Do this: Please render the entries, from the line containing "Annotation guideline — the target class is white" through the end of the entries, as a Markdown table with columns Row and Text, one nonblank line per row.

Material shown:
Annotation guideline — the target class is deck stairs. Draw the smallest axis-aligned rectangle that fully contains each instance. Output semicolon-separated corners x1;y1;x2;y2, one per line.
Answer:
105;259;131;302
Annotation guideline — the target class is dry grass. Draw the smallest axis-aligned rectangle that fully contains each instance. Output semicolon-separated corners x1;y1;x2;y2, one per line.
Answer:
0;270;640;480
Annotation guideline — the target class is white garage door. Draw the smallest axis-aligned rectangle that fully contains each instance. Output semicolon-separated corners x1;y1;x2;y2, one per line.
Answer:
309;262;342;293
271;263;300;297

The output:
| Row | Text |
|---|---|
| 1 | Annotation guideline — the target class is white garage door. Draw the smallest axis-aligned rectangle that fully contains each instance. Output semicolon-separated corners x1;y1;x2;y2, one per line. |
| 2 | Answer: |
| 3 | 309;262;342;293 |
| 4 | 271;263;300;297 |